WHAT YOU HAVE TO DO
In the book-challenge post, which Pulitzer Prize-winning novel is credited to the author of The Whore's Child?

SOURCE
50 Book Challenge #26, #27, #28, #29, #30

It’s time for yet another clearinghouse post for this dang 50 Book challenge. I’m realizing that reading 50 books won’t be a challenge for me at all, but the writing about them sure is a pain in my butt. These books have been sitting next to my computer for weeks, so long that the OCD in me is screaming to put them away, and just long enough for me to forget everything I was going to say about them.

The Broken Heart by Bruce C. Hafen
This is the second book in a series dealing with the Atonement of Christ and applying it in your life. I really love this author because he’s not a happy happy joy type. He fully admits the things that suck in life and still finds ways to get through it, and that’s so much more approachable than someone who thinks there should be no problems just because you have faith. He taught me a ton.

The Whore’s Child by Richard Russo
I’ve been into the short stories lately, and this is yet another collection. This time from the author of Empire Falls, the Pulitzer Prize winning novel and mediocre movie from HBO. I think if I have aspirations of writing short stories, I should probably stop reading them. Or at least stop reading them from such a high caliber of author. Holy crap it’s intimidating. His stories were so good, and so complete even in this short format. I usually bristle at short stories because there is so much left unknown and unsaid, but not in Russo’s work. The title story was especially moving, but each story focused so intently on people trying to come to terms with one thing or another. That laser focus provided a clarity to emotions, conversations, descriptions, and plot. The reader watches as one after another, Russo’s characters journey to acceptance. It’s an elegant transition to watch.

The Adventures of Huckleberry Finn by Mark Twain
What could I possibly add to the reviews of this legendary book. It’s legendary for a reason? I liked it? Sufficed to say, all the raves are true. So let me just say, Yadda yadda yadda, great book and comment on one thing. Twain fearlessly experimented with dialect throughout this whole book, even carefully noting the difference in pronunciation between two white southeners from different parts of the south. Before the text, this “Explanatory” note is included,

“In this book a number of dialects are used, to wit: the Missouri negro dialect; the extremest form of the backwoods Southwestern dialect; the ordinary “Pike County” dialect; and four modified varieties of this last. The shadings have not been done in a haphazard fashion, or by guesswork; but painstakingly, and with the trustworthy guidance and support of personal familiarity with these several forms of speech.

GIVEN INFORMATION
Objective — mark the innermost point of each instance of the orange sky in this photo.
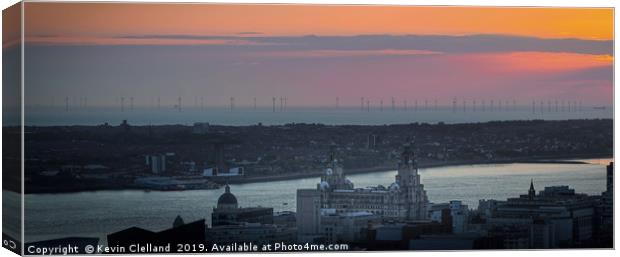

ANSWER FOR THIS EXERCISE
Empire Falls